Dataset items:
....................

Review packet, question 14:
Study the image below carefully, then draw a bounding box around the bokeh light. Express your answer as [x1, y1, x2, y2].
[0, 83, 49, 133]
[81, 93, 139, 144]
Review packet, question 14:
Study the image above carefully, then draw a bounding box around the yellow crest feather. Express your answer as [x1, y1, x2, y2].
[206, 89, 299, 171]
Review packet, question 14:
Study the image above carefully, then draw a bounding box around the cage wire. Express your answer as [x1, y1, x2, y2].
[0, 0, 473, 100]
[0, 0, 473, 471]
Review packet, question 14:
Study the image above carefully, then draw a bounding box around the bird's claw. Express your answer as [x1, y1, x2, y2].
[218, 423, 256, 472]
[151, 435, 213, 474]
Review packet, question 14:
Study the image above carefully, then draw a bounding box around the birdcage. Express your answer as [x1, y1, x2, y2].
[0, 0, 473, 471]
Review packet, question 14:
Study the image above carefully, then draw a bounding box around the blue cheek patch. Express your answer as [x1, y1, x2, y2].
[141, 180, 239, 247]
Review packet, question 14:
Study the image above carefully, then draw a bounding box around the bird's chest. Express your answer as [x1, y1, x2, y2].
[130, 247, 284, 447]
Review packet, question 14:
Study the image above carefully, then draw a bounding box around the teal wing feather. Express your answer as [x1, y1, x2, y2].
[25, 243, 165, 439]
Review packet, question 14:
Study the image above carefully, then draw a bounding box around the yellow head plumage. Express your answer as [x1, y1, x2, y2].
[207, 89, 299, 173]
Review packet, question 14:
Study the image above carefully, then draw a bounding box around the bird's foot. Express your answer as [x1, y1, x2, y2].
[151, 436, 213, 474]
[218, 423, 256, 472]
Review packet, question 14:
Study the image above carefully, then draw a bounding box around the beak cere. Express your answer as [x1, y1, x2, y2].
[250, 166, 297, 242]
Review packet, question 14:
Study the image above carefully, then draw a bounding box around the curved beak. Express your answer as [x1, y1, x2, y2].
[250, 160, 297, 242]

....................

THE PROBLEM: So that nothing is lost, please reproduce each entry exactly as written.

ANSWER SPACE:
Review packet, question 14:
Study the image below carefully, then draw a bounding box around the bokeh light. Express your answer as [x1, y1, x2, y2].
[0, 83, 49, 133]
[81, 93, 139, 144]
Review packet, question 14:
Study the image above carefully, then draw a bounding box around the yellow crest feather. Express your answer as [x1, y1, x2, y2].
[206, 89, 299, 171]
Review packet, question 14:
Study the image above carefully, then draw a bounding box around the cage wire. Express your answer as [x1, y1, x2, y2].
[0, 0, 473, 100]
[0, 0, 473, 471]
Review packet, question 14:
Study the image above carefully, then draw a bounding box around the bird's claw. Express your answer as [x1, y1, x2, y2].
[218, 423, 256, 472]
[151, 435, 213, 474]
Review packet, question 14:
Study the image above carefully, then draw a bounding box around the birdcage. Express your answer as [x1, y1, x2, y2].
[0, 0, 473, 471]
Review packet, question 14:
Study the image above carefully, then draw a bounding box around the blue cheek patch. Express your answer as [x1, y1, x2, y2].
[141, 180, 239, 247]
Review packet, question 14:
Study the image above carefully, then draw a bounding box around the bird's chest. Express your answer as [x1, y1, x2, y2].
[130, 247, 284, 447]
Review packet, question 14:
Study the image above carefully, then draw a bounding box around the teal wing feather. Express your answer as [x1, y1, x2, y2].
[25, 243, 165, 439]
Review packet, question 14:
Study the image above carefully, then draw a bounding box around the yellow head plumage. Express your answer as [x1, y1, x2, y2].
[207, 89, 299, 173]
Review packet, question 14:
Study the image above carefully, then draw a bounding box around the bird's foot. Express your answer as [x1, y1, x2, y2].
[151, 436, 213, 474]
[218, 423, 256, 472]
Review packet, question 14:
Study the image above carefully, then draw a bounding box around the beak cere. Express your answer as [x1, y1, x2, y2].
[250, 166, 297, 242]
Review packet, question 14:
Study the image above carefully, then draw a bounding box around the curved beak. Express your answer as [x1, y1, x2, y2].
[250, 160, 297, 242]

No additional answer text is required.